[[ SOURCE PASSAGE open ]]

OGT prevents DNA demethylation and suppresses the expression of transposable elements in heterochromatin by restraining TET activity genome-wide

O-GlcNAc transferase (OGT) interacts robustly with all three mammalian TET methylcytosine dioxygenases. Here we show that deletion of the Ogt gene in mouse embryonic stem (mES) cells results in a widespread increase in the TET product 5-hydroxymethylcytosine in both euchromatic and heterochromatic compartments, with a concomitant reduction in the TET substrate 5-methylcytosine at the same genomic regions. mES cells treated with an OGT inhibitor also displayed increased 5-hydroxymethylcytosine, and attenuating the TET1–OGT interaction in mES cells resulted in a genome-wide decrease of 5-methylcytosine, indicating that OGT restrains TET activity and limits inappropriate DNA demethylation in a manner that requires the TET–OGT interaction and the catalytic activity of OGT. DNA hypomethylation in OGT-deficient cells was accompanied by derepression of transposable elements predominantly located in heterochromatin. We suggest that OGT protects the genome against TET-mediated DNA demethylation and loss of heterochromatin integrity, preventing the aberrant increase in transposable element expression noted in cancer, autoimmune-inflammatory diseases, cellular senescence and aging. Here the authors show that the disruption of OGT expression in mouse embryonic stem cells unleashes TET activity, causing genome-wide decreases in DNA methylation and increases in 5-hydroxymethylcytosine, leading to the derepression of transposable elements and, in certain cases, the activation of nearby genes.

[[ SOURCE PASSAGE closed ]]
[[ EXTRACTED MATERIAL open ]]

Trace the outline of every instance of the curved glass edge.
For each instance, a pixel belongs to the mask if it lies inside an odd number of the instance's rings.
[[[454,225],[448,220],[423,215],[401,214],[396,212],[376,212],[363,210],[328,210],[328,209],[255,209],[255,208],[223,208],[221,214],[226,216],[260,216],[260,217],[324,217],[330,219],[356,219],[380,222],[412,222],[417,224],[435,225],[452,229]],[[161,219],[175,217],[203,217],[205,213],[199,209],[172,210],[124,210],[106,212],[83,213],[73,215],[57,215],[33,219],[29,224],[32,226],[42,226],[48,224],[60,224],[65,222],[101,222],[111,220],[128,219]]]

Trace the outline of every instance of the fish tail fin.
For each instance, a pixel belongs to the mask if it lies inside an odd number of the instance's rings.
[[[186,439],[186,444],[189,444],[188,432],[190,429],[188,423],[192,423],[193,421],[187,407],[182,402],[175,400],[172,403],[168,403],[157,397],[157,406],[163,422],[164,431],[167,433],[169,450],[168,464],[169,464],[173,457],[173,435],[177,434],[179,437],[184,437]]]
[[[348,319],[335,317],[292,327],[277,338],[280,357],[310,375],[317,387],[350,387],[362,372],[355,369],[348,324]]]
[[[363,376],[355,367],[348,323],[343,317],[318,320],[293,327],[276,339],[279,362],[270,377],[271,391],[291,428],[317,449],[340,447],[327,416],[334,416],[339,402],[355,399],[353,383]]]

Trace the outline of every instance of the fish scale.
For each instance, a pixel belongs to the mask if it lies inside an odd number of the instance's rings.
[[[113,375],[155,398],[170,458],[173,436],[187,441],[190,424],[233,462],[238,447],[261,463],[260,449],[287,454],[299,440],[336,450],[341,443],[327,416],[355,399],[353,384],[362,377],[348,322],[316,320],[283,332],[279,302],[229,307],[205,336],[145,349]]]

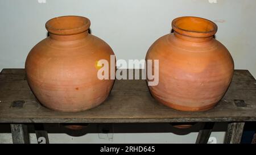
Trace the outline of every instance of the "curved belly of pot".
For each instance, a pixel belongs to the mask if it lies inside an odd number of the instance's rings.
[[[97,62],[110,64],[110,47],[88,34],[85,39],[59,41],[47,38],[28,55],[26,70],[38,100],[56,111],[75,112],[93,108],[108,97],[114,79],[101,80]]]

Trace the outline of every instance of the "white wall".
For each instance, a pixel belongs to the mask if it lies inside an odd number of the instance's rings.
[[[127,60],[143,59],[150,45],[170,32],[173,19],[189,15],[216,22],[216,39],[230,51],[235,68],[256,77],[255,11],[255,0],[0,0],[0,70],[24,68],[53,17],[88,17],[92,33]]]

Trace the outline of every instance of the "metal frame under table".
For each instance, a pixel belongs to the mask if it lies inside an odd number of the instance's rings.
[[[40,104],[30,89],[24,69],[0,73],[0,123],[10,123],[14,143],[28,143],[28,123],[204,122],[196,143],[207,143],[214,122],[228,122],[225,143],[240,143],[246,122],[256,121],[256,81],[248,70],[236,70],[224,97],[213,108],[183,112],[159,104],[144,80],[116,80],[100,106],[79,112],[53,111]],[[47,137],[46,131],[36,131]],[[42,136],[41,135],[41,136]]]

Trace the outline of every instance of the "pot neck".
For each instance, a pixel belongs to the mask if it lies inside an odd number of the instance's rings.
[[[69,35],[60,35],[49,32],[49,37],[51,39],[53,39],[57,41],[71,41],[76,40],[80,40],[83,38],[85,38],[88,35],[88,34],[89,34],[88,30],[78,34]]]
[[[191,41],[191,42],[194,42],[194,43],[204,43],[204,42],[207,42],[210,41],[212,40],[213,39],[213,36],[208,36],[208,37],[193,37],[193,36],[187,36],[184,35],[181,35],[177,32],[174,31],[174,36],[180,39]]]

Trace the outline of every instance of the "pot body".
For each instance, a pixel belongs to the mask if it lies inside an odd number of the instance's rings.
[[[171,108],[208,110],[225,93],[233,73],[233,61],[224,45],[213,37],[215,25],[212,23],[212,32],[189,30],[193,26],[196,29],[193,23],[185,30],[183,24],[192,22],[185,20],[179,25],[180,19],[172,22],[174,33],[158,39],[147,52],[146,60],[159,60],[159,83],[148,87],[156,100]],[[199,36],[201,33],[205,36]]]
[[[56,20],[60,25],[55,25]],[[80,111],[99,105],[108,97],[114,80],[99,79],[97,63],[104,59],[110,64],[114,54],[105,41],[88,33],[89,25],[89,19],[82,17],[53,19],[46,25],[49,37],[29,53],[25,65],[27,81],[46,107]],[[81,29],[77,31],[77,26]]]

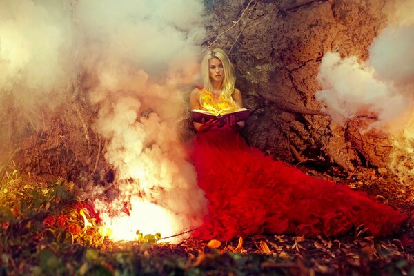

[[ EXTRACTED MATERIAL closed ]]

EXERCISE SET:
**1.** Using the abstract on OGT and TET activity, answer each question below in one line.
(a) What happened to 5-hydroxymethylcytosine levels when the Ogt gene was deleted in mouse embryonic stem cells?
(b) What was the result of attenuating the TET1–OGT interaction in these cells?
(c) Where were the derepressed transposable elements predominantly located?
**2.** Summarize the abstract on OGT and TET activity in two sentences.

RESULTS:
**1.**
(a) It increased widely, in both euchromatic and heterochromatic compartments.
(b) 5-methylcytosine decreased genome-wide.
(c) In heterochromatin.

**2.** Deleting or inhibiting OGT in mouse embryonic stem cells raises 5-hydroxymethylcytosine and lowers 5-methylcytosine across the genome, which shows that OGT restrains TET activity through the TET–OGT interaction and OGT's catalytic activity. This DNA hypomethylation is accompanied by derepression of transposable elements located mainly in heterochromatin, so the authors suggest that OGT protects the genome against TET-mediated demethylation and loss of heterochromatin integrity.